(Source records)
▼▼▼
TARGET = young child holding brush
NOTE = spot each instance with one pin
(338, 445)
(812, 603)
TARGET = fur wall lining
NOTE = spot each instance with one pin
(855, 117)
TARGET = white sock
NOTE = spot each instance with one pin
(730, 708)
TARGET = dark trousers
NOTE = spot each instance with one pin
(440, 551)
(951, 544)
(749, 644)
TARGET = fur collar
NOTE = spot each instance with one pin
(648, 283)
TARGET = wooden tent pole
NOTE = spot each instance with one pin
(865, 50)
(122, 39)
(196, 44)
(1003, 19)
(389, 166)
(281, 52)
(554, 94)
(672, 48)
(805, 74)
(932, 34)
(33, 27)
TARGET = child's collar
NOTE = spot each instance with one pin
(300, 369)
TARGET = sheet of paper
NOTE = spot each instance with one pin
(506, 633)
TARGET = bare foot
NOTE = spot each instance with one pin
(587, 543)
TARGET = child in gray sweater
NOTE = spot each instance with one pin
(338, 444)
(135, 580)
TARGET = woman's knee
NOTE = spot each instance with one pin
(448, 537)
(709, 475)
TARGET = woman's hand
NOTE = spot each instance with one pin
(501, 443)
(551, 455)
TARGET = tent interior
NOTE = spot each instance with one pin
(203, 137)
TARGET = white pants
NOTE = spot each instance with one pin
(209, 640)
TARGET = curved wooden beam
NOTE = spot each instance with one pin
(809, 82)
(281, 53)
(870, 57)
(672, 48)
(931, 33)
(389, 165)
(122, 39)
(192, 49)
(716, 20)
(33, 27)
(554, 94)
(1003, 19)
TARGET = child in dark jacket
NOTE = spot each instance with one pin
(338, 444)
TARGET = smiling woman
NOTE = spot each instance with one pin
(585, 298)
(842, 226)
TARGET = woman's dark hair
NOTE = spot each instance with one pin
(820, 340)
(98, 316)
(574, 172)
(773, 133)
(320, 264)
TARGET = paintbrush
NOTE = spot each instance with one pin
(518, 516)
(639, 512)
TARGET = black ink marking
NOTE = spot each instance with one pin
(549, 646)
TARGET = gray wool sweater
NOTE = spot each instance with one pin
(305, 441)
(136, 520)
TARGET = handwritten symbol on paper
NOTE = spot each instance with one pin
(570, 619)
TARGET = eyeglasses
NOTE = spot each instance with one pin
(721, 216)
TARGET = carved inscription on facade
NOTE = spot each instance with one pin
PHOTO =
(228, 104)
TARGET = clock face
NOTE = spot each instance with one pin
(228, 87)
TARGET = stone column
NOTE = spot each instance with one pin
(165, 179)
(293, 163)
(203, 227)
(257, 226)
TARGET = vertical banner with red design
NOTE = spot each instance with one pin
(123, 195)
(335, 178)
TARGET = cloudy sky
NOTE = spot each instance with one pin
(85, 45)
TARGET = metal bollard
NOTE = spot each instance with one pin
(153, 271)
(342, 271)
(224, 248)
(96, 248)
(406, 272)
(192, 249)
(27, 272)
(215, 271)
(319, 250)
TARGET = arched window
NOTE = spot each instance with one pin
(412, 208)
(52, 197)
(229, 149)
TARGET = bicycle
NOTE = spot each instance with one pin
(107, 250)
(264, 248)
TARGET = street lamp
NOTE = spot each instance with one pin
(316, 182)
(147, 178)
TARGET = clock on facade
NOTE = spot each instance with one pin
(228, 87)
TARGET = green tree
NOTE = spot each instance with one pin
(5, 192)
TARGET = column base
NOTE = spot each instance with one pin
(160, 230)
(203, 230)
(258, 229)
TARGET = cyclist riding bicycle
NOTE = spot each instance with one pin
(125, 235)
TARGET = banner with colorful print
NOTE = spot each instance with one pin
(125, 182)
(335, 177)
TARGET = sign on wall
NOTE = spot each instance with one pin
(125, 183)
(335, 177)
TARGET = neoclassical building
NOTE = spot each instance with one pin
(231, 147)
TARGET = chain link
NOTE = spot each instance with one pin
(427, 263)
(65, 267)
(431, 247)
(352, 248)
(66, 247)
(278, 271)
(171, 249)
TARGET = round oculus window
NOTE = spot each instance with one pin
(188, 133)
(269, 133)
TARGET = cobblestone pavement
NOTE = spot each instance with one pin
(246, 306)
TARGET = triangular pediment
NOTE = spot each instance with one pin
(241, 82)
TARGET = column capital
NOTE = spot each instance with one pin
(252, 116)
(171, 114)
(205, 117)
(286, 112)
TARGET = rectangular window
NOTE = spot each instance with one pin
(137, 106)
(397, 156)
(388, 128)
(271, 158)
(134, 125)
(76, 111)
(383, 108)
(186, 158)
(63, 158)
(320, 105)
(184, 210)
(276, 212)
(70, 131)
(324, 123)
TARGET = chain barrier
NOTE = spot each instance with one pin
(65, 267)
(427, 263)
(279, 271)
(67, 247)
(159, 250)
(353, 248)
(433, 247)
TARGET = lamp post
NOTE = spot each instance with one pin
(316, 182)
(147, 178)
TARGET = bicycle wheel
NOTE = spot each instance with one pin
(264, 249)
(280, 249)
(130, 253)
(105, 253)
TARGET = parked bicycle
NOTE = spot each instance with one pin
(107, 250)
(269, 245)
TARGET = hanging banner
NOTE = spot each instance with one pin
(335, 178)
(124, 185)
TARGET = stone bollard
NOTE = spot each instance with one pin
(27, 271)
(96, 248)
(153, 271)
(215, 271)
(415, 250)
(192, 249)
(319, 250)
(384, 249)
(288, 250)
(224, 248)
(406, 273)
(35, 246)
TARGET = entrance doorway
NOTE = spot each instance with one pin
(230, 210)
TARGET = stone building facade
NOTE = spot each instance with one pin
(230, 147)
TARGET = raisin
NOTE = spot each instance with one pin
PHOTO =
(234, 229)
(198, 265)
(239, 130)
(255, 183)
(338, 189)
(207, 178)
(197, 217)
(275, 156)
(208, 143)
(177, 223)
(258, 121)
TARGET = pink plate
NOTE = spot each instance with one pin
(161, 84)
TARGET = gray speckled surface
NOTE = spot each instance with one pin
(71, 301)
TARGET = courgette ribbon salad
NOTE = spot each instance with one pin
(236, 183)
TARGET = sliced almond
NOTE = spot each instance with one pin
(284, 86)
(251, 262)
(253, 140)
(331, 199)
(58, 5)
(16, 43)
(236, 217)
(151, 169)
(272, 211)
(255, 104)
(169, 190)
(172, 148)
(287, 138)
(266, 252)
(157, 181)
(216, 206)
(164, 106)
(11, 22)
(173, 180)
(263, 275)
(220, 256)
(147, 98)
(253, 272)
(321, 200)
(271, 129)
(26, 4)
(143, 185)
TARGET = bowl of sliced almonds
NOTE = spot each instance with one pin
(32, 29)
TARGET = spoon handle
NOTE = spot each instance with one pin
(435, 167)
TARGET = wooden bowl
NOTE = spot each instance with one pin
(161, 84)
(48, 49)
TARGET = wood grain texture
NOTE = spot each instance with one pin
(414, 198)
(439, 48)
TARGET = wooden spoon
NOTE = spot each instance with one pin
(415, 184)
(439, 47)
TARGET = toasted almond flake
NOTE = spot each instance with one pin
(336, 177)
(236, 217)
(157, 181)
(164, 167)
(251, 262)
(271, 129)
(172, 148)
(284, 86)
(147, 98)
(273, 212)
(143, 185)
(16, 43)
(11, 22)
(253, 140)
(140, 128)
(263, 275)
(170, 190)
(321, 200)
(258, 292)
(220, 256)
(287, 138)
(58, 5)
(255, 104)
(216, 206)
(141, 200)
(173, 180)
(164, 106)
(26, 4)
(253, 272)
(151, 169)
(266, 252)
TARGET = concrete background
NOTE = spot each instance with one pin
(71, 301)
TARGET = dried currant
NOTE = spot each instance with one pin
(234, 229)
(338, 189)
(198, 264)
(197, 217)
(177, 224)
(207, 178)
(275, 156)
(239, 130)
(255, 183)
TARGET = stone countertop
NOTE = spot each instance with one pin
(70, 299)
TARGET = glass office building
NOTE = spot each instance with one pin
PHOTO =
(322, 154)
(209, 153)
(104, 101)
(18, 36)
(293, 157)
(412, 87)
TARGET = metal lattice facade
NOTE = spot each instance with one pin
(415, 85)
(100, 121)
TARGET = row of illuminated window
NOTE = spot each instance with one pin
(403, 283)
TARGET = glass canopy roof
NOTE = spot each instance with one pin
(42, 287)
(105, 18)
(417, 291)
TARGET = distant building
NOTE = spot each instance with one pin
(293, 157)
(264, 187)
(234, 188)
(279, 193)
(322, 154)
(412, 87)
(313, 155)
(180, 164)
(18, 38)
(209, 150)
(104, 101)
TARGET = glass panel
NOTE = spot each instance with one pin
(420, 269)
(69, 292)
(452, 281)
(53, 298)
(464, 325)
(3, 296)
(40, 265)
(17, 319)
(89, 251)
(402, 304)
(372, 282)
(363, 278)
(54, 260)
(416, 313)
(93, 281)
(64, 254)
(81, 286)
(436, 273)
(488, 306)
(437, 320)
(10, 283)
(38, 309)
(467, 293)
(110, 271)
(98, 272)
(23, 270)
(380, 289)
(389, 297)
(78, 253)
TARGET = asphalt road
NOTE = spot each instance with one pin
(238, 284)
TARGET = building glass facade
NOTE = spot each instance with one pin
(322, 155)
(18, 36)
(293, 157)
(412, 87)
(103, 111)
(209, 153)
▲▲▲
§ **Task directions**: Repeat word for word each line from the one with "TARGET = row of illuminated window" to the end of the records above, inclusive.

§ **Final result**:
TARGET = row of illuminated window
NOTE = spot each instance with one pin
(403, 283)
TARGET = glass canopy roof
NOTE = spot each instance with one pin
(42, 287)
(105, 18)
(417, 291)
TARGET = distant building
NOTE = spot each instance with one pin
(293, 157)
(264, 187)
(234, 188)
(279, 193)
(322, 154)
(412, 87)
(313, 155)
(180, 164)
(18, 38)
(209, 150)
(104, 101)
TARGET = glass panel
NOTE = spot each instance with one pin
(420, 269)
(69, 292)
(452, 281)
(53, 298)
(464, 325)
(3, 296)
(40, 265)
(17, 319)
(89, 251)
(402, 304)
(372, 282)
(363, 278)
(54, 260)
(416, 313)
(93, 281)
(64, 254)
(81, 286)
(436, 273)
(488, 306)
(437, 320)
(10, 283)
(38, 309)
(467, 293)
(110, 271)
(98, 272)
(23, 270)
(380, 289)
(389, 297)
(78, 253)
TARGET = asphalt road
NOTE = spot each instance with one pin
(238, 284)
TARGET = building glass facade
NOTE = spot each instance with one pin
(322, 155)
(18, 36)
(293, 157)
(412, 87)
(103, 111)
(209, 153)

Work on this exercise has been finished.